=== Text for analysis ===
In a darkened room damaged by bombardment, 15-year-old Ahmad stares in silence at his left leg, maimed by a blast that occurred earlier this year during the fierce battle to retake Mosul, Iraq's second largest city.

"I wanted to be a police officer in the future, to protect people. But in this condition, that no longer seems possible," Ahmad told Kyodo News at his home near the so-called Old City on the western bank of the Tigris River, the last part of Mosul to be liberated from Islamic State militants.

"I was walking outside, bringing water from a well for my family, when I heard the sound of an explosion next to my leg and then lost consciousness," he said. "When I awoke in hospital and saw that my left leg was maimed, I couldn't stop crying."

Since then, Ahmad has sat on a sofa every day in the stuffy and light-deprived room, enduring chronic pain, while his family and others throughout Mosul continue to suffer deprivations and hardships, such as chronic power outages.

Three months have passed since U.S.-backed Iraqi forces liberated the northern city that had been under Islamic State's draconian rule for an equal number of years.

The city was considered the extremist group's most important bastion. Indeed, it was from here that its leader Abu Bakr al-Baghdadi declared the establishment of an Islamic caliphate.

The once vibrant city now lies in ruins, with its citizens picking up the pieces of their shattered lives and hopes.

In contrast with the situation across the river in eastern Mosul, where at least some signs of recovery are evident, the scene in western Mosul is one of utter devastation, full of ruined buildings and downcast residents.

The huge amount of debris littering its sand-blown streets is being removed by citizens step by step, however, and some stores have reopened, though with hardly any customers coming to make purchases.

Under the blazing sun in eastern Mosul, 13-year-old Abdulrahman was one of dozens of boys trying to sell various items to passersby on a street beside the Tigris River.

"Before my dream was to become a doctor," said Abdulrahman, whose home was demolished by bombardment and his father so seriously injured he can no longer walk. To support the family, the boy started selling bottled drinking water on the street.

Wandering the bombed out city from 6 a.m. till 8 p.m., he manages to sell around 60 bottles of drinking water a day to earn 5,000 Iraqi dinars (about $4) on average, spending that to buy some vegetables to feed his family. "All I wish for is the slightest bit of stable life," he said, devoid of emotion and never once smiling throughout the interview.
=== Material shown ===
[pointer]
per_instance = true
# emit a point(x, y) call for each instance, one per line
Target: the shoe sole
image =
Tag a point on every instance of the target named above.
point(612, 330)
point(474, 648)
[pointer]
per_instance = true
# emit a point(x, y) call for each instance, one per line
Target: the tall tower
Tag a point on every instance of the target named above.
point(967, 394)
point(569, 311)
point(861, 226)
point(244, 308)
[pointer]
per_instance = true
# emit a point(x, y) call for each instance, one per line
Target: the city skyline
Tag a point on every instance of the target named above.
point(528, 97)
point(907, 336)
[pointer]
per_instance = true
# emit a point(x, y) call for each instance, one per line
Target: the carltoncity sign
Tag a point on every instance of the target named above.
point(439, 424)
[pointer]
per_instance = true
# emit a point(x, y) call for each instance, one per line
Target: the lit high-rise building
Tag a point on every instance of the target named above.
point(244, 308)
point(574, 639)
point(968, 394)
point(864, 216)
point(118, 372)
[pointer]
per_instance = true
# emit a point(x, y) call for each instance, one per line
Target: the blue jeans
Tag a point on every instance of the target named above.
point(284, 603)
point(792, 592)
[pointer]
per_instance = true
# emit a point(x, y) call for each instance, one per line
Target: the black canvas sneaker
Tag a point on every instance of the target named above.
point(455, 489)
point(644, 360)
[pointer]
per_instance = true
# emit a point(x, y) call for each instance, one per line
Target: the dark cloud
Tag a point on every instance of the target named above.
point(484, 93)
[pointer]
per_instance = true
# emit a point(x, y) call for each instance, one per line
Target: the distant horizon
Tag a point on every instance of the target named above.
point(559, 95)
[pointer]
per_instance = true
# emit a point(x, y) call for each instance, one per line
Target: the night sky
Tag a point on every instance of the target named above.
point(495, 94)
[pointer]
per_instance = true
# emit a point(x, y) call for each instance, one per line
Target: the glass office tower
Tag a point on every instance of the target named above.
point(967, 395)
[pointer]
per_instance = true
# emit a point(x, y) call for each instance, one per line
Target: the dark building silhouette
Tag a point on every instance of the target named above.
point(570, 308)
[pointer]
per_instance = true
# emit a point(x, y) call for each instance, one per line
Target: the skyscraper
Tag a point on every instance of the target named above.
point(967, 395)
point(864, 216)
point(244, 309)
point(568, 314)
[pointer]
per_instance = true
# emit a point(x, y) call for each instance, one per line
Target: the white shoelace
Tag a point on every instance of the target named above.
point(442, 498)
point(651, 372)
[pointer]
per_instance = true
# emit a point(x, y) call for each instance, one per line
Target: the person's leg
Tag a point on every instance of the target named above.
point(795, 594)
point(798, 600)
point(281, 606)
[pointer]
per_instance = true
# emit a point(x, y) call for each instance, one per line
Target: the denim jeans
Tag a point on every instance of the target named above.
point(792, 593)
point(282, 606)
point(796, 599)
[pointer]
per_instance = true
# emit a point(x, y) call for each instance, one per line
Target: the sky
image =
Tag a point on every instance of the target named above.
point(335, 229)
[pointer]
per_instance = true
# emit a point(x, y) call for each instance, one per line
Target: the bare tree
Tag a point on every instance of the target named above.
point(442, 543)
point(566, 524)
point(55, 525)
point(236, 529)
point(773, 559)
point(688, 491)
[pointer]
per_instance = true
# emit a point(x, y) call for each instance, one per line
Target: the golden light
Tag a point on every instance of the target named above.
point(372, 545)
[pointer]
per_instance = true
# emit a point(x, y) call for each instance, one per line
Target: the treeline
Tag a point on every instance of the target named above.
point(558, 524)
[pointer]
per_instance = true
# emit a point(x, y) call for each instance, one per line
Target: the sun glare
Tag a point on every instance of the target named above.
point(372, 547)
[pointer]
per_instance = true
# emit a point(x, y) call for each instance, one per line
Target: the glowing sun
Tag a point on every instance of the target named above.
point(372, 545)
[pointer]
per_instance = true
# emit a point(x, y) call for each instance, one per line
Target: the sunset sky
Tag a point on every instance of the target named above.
===
Complete the following:
(A) Please decide whether each statement agrees with the article about Mosul: (i) Ahmad was bringing water from a well when the explosion hit his leg; (ii) Abdulrahman once hoped to become a police officer; (iii) eastern Mosul shows at least some signs of recovery. Answer yes or no for each, and quote the deciding words.
(B) Repeat the passage of the article about Mosul between "The city was" and "to make purchases.", inclusive.
Rely only on the article about Mosul.

Solutions for each task:
(A)
(i) Yes: "bringing water from a well for my family, when I heard the sound of an explosion next to my leg"
(ii) No: "Before my dream was to become a doctor"
(iii) Yes: "where at least some signs of recovery are evident"

(B)
The city was considered the extremist group's most important bastion. Indeed, it was from here that its leader Abu Bakr al-Baghdadi declared the establishment of an Islamic caliphate.

The once vibrant city now lies in ruins, with its citizens picking up the pieces of their shattered lives and hopes.

In contrast with the situation across the river in eastern Mosul, where at least some signs of recovery are evident, the scene in western Mosul is one of utter devastation, full of ruined buildings and downcast residents.

The huge amount of debris littering its sand-blown streets is being removed by citizens step by step, however, and some stores have reopened, though with hardly any customers coming to make purchases.